Stored items
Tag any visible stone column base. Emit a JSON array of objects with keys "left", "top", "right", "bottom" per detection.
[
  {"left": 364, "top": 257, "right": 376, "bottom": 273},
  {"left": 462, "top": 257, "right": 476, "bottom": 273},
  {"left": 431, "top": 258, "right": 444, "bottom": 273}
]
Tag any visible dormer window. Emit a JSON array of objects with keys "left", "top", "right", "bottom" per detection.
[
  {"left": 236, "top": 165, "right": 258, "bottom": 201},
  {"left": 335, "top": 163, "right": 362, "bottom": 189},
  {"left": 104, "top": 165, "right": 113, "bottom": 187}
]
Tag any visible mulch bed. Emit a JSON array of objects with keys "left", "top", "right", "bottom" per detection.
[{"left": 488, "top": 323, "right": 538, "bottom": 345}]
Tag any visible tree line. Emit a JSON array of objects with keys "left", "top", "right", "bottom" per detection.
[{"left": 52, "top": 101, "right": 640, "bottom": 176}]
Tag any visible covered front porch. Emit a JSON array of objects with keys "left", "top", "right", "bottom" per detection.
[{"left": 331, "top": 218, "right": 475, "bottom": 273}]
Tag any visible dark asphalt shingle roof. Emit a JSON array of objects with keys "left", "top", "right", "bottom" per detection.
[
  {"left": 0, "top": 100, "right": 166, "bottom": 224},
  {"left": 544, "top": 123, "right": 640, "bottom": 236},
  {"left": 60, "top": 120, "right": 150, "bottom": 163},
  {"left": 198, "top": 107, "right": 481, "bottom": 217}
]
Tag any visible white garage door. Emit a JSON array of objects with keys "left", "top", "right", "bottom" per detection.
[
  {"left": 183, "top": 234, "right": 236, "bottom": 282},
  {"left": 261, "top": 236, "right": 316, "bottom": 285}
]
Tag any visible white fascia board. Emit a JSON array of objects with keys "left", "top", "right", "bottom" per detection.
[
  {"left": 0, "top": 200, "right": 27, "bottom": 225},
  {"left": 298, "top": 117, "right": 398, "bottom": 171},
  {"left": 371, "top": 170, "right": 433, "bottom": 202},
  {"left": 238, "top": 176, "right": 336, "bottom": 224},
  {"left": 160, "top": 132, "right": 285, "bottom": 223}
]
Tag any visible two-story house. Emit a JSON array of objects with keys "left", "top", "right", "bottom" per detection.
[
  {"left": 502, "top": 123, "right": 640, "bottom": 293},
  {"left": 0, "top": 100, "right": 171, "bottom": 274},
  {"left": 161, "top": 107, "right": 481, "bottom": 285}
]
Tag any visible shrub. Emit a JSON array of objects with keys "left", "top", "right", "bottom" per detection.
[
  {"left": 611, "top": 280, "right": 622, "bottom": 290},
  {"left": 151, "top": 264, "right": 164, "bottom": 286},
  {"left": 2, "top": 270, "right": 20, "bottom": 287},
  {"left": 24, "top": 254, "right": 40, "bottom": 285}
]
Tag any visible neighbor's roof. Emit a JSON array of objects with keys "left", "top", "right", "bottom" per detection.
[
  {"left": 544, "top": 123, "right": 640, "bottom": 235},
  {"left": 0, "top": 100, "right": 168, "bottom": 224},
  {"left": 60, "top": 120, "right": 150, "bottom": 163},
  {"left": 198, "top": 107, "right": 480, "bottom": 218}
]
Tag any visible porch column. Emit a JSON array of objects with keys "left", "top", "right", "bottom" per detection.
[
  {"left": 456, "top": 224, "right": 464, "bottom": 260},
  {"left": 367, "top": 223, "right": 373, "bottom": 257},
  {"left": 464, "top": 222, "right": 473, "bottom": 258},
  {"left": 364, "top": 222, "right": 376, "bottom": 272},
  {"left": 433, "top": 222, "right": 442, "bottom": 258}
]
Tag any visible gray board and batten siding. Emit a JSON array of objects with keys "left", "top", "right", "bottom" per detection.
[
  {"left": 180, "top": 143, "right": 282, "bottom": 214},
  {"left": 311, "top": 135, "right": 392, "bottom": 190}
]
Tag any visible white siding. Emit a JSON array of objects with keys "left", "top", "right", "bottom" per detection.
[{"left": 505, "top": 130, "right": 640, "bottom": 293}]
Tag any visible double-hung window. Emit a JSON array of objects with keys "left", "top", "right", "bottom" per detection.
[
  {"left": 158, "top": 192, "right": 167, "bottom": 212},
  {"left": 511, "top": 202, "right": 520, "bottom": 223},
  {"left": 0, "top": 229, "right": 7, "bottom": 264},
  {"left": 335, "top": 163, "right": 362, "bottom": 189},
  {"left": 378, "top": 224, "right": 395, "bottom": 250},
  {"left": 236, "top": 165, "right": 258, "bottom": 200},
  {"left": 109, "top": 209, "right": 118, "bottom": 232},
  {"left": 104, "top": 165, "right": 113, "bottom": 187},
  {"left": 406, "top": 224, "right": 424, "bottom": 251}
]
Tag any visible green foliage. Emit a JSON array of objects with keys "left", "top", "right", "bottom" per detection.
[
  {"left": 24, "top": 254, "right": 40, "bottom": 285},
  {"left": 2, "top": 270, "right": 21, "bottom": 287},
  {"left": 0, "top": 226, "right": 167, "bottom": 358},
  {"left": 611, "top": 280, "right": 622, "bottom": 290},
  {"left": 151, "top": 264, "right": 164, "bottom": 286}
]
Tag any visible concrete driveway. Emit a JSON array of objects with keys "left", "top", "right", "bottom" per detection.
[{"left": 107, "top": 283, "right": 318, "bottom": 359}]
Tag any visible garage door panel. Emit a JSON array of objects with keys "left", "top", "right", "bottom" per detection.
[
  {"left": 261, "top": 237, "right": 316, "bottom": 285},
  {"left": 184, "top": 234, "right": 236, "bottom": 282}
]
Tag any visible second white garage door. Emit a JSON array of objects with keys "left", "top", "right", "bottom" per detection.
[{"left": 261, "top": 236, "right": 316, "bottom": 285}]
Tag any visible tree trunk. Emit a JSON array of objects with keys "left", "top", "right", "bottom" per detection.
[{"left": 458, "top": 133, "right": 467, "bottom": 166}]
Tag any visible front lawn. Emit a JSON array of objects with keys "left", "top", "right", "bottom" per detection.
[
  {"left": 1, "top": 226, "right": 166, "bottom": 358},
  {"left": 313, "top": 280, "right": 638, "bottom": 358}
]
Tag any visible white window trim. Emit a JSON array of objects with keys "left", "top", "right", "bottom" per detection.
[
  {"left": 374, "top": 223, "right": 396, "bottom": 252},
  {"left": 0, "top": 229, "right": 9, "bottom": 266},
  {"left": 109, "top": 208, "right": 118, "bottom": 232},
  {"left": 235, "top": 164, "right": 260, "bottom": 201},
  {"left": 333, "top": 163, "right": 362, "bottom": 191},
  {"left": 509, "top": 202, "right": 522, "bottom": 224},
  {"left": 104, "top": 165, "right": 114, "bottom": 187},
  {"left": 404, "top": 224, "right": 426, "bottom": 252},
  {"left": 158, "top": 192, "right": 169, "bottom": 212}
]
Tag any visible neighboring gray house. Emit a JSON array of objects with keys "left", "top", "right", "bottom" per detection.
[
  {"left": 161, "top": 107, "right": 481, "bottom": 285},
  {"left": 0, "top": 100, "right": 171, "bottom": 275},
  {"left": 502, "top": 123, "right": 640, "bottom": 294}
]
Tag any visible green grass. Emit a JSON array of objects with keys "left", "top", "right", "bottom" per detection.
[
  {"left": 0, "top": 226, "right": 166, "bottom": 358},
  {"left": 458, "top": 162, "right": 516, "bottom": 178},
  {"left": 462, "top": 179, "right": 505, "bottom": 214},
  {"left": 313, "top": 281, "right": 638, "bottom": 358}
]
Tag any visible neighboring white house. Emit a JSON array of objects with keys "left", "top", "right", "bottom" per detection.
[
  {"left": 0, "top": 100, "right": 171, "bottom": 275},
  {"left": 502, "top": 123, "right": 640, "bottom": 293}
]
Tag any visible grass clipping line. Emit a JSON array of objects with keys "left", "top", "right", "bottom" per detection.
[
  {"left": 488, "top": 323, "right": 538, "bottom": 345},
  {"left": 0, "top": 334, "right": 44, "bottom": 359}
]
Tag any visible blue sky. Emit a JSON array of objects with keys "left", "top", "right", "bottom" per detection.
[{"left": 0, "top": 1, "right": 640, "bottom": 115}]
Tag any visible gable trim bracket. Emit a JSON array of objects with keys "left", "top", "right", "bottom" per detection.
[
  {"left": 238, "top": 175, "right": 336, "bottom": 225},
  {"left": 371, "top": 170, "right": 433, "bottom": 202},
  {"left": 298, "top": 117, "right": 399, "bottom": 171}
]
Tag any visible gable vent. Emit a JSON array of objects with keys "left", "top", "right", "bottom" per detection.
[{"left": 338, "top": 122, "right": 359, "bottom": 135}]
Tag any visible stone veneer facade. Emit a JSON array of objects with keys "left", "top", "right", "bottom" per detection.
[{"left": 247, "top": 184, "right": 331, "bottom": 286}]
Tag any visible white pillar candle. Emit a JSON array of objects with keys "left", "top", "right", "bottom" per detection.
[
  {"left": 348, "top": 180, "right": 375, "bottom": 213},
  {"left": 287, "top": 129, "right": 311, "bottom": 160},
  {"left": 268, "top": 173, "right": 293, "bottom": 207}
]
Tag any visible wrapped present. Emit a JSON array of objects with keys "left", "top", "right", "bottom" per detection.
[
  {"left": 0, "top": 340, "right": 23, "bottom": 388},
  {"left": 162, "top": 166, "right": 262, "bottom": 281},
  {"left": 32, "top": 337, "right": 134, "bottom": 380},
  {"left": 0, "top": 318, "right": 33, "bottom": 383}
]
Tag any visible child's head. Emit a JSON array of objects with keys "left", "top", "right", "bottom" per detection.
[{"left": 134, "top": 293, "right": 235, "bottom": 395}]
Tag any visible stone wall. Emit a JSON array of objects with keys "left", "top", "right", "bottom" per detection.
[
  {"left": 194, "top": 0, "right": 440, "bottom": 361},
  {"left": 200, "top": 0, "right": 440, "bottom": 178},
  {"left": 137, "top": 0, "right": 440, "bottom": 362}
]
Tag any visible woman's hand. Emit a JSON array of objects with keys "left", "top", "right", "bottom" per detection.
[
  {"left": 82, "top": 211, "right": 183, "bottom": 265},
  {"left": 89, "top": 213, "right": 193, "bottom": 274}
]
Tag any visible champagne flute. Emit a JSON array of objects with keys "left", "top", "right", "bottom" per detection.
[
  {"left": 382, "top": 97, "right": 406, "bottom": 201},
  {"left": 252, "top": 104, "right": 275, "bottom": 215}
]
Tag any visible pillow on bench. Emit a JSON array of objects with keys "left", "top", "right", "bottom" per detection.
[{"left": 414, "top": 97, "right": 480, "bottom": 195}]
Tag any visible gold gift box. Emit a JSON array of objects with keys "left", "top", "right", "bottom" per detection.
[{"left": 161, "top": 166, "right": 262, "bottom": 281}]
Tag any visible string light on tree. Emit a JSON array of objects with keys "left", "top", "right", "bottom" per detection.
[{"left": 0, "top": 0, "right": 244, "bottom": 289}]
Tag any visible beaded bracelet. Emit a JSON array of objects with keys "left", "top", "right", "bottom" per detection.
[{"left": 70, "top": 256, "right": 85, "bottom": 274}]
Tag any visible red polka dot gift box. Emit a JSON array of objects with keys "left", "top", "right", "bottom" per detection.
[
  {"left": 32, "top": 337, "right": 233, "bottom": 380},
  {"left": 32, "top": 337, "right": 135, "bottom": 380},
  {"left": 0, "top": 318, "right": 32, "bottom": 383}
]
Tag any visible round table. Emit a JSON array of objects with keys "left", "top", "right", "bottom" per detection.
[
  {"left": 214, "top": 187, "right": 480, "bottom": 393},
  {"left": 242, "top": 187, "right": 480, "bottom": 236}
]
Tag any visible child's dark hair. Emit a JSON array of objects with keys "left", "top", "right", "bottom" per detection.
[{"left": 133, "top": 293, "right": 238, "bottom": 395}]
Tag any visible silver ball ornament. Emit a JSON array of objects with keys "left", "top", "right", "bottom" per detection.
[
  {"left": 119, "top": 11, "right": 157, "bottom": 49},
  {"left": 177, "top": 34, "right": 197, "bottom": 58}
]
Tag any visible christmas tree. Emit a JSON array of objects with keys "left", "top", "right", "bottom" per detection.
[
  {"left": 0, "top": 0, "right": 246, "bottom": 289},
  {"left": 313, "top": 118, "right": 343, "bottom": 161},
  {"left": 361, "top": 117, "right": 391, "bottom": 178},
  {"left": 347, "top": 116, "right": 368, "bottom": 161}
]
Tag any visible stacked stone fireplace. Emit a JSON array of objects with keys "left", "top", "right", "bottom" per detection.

GIVEN TASK » Change "round table" to "dining table" in everything from the line containing "Tag any visible red" down to the end of the data, and write those lines out again with all else unchanged.

SOLUTION TO THE PROBLEM »
Tag any visible red polka dot gift box. Emit a JSON array of objects with keys "left", "top", "right", "bottom" per detection.
[
  {"left": 32, "top": 337, "right": 233, "bottom": 380},
  {"left": 32, "top": 337, "right": 135, "bottom": 380},
  {"left": 0, "top": 318, "right": 32, "bottom": 383}
]
Tag any visible dining table. Emit a JSON array of objects with keys "left", "top", "right", "bottom" per detection.
[
  {"left": 214, "top": 187, "right": 480, "bottom": 393},
  {"left": 242, "top": 187, "right": 480, "bottom": 236}
]
Tag any visible child's dark hair. Emit a JSON array of objects with keys "left", "top", "right", "bottom" per detection.
[{"left": 133, "top": 293, "right": 238, "bottom": 395}]
Tag any visible silver ball ornament. Emit a JSON array of objects with keys "left", "top", "right", "bottom" per detection.
[
  {"left": 119, "top": 11, "right": 157, "bottom": 49},
  {"left": 177, "top": 34, "right": 197, "bottom": 58}
]
Tag any visible christmas tree. Emit a JSON array of objects with keys "left", "top", "right", "bottom" per detection.
[
  {"left": 0, "top": 0, "right": 246, "bottom": 289},
  {"left": 313, "top": 118, "right": 343, "bottom": 161},
  {"left": 361, "top": 117, "right": 391, "bottom": 178},
  {"left": 347, "top": 116, "right": 368, "bottom": 161}
]
Tag any visible stacked stone fireplace. Emit a JSON array of objects with keys "left", "top", "right", "bottom" per detection.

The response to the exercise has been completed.